Exercise goal:
Rewrite the entries from the line containing "of the player's" through the end of the entries, changing "marker" to "pin" and keeping everything else the same.

Extracted records:
------------------------------------

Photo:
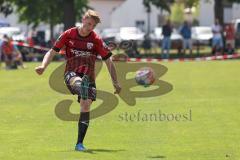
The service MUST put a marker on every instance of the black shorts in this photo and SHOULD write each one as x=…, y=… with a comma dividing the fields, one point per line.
x=92, y=92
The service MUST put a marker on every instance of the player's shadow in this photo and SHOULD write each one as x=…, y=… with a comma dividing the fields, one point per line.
x=157, y=157
x=95, y=151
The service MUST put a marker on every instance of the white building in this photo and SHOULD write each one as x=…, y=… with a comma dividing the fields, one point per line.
x=132, y=13
x=206, y=17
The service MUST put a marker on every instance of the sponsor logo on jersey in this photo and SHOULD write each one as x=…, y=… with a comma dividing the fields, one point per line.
x=89, y=45
x=71, y=42
x=78, y=53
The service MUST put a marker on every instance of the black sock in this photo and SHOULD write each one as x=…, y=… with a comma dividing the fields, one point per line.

------------------------------------

Complete answer:
The service MUST put a pin on every instance of the player's shadow in this photo and SHOULD write each one as x=…, y=… with a comma dividing the fields, one point per line.
x=157, y=157
x=95, y=151
The service MUST put a pin on every instance of the white building in this photo and SHOULD write each one as x=…, y=… with a comma dividing the fields, one point per line.
x=132, y=13
x=206, y=17
The service MUST put a pin on every instance of the sponsor logo on jersey in this photo and SHOULD write each one as x=…, y=… with a comma dividing the fields, one point per line.
x=89, y=45
x=71, y=42
x=78, y=53
The service MUST put a pin on every instance of the black sock in this photo and SHOULD write each one as x=…, y=… with a comma dividing the fields, one point per line.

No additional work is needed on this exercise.